## Task inputs
════════════════════
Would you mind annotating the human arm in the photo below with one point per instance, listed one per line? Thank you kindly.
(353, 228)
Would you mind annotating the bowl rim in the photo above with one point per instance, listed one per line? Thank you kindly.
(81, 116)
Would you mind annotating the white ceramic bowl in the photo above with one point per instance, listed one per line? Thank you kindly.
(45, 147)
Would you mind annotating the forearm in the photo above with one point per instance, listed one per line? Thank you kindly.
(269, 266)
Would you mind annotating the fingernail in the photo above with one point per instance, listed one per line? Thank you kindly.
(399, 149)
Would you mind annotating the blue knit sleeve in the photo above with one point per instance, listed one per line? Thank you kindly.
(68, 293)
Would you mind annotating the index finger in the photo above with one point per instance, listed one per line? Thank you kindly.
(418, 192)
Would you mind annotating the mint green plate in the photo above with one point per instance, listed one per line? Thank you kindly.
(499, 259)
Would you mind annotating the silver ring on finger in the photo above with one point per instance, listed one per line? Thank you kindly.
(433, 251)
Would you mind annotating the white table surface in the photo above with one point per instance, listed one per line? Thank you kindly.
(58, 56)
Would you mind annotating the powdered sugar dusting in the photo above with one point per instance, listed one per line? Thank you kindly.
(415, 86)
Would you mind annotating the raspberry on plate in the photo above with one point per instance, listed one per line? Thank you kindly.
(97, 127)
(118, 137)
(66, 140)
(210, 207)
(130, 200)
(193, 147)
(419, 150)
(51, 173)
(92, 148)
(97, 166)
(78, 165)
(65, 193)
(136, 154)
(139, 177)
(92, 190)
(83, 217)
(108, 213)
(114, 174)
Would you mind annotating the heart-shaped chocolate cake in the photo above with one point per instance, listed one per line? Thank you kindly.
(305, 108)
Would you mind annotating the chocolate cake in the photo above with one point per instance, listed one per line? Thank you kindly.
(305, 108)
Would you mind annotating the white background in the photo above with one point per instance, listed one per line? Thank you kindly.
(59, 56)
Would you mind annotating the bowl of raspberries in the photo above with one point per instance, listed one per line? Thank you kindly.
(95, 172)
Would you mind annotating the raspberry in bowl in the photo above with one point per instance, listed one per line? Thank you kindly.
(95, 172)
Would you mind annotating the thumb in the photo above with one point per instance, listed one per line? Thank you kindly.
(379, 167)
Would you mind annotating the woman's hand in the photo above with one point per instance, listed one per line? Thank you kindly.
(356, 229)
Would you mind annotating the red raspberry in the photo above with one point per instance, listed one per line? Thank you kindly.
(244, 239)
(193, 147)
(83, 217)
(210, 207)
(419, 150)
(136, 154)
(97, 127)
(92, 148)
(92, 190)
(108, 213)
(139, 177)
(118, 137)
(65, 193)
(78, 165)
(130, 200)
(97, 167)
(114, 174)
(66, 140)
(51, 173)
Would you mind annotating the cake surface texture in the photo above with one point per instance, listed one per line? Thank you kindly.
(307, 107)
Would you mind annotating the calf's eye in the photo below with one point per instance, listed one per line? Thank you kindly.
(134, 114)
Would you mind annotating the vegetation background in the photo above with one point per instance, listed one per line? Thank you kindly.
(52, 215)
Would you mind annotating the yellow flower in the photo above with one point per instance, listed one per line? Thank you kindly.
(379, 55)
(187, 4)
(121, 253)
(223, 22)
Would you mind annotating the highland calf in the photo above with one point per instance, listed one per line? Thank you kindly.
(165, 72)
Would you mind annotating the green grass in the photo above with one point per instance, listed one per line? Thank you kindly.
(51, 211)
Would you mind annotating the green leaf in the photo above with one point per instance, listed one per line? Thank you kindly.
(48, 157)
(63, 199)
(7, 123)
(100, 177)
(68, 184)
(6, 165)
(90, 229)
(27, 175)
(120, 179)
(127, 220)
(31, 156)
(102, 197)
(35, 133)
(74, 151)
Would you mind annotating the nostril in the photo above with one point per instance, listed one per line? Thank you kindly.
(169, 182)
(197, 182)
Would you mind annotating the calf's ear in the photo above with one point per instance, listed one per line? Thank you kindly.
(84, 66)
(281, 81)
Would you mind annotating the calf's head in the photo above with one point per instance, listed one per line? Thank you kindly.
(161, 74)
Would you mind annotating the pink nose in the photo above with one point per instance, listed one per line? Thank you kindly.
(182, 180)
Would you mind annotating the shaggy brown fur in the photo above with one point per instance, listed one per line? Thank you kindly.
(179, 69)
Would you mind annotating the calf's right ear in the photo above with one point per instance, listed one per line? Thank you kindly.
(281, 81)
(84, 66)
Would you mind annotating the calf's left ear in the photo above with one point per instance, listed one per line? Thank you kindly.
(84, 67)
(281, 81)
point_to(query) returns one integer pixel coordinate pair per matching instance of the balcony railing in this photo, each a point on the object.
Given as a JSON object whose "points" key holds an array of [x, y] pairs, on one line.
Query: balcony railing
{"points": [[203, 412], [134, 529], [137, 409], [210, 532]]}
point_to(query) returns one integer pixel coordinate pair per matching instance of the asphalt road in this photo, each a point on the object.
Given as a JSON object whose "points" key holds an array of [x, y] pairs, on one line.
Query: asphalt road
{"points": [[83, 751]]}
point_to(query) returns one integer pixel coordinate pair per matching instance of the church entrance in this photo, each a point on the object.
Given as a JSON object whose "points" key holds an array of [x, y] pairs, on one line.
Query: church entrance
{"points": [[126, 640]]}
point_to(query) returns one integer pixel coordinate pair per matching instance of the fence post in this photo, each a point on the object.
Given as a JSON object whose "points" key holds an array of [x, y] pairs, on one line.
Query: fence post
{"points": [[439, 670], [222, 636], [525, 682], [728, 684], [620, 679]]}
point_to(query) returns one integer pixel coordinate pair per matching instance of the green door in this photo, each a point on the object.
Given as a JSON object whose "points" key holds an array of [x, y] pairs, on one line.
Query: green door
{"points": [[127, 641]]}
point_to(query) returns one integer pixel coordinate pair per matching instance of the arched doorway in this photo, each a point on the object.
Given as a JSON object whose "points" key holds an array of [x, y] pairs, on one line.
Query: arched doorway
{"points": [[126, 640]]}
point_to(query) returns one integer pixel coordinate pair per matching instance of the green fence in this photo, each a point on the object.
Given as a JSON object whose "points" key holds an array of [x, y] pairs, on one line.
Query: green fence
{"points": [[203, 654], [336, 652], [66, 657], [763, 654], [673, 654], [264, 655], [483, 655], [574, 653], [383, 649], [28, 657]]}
════════════════════
## Task requirements
From the line containing "the green door" down to the last line, reproduce the records exactly. Include both ends.

## Response below
point_to(query) returns one integer pixel coordinate pair per matching instance of the green door in this photo, each a point on the object.
Given as a JSON object whose "points" key holds an array of [x, y] pairs, on one line.
Query: green door
{"points": [[127, 641]]}
point_to(query) returns one integer pixel coordinate pair per matching instance of the arched doorway in this photo, each a point on the object.
Given as a JSON object whose "points" key holds an array of [x, y] pairs, on one line.
Query: arched doorway
{"points": [[126, 640]]}
point_to(query) returns one integer pixel coordinate pair per matching instance of the green fence in this photo, each a point on the object.
Given as a JSON object whose "points" key holds an array of [x, y] pairs, on one line.
Query: green fence
{"points": [[203, 654], [336, 652], [66, 657], [763, 654], [673, 654], [264, 655], [483, 655], [574, 653], [383, 649], [28, 657]]}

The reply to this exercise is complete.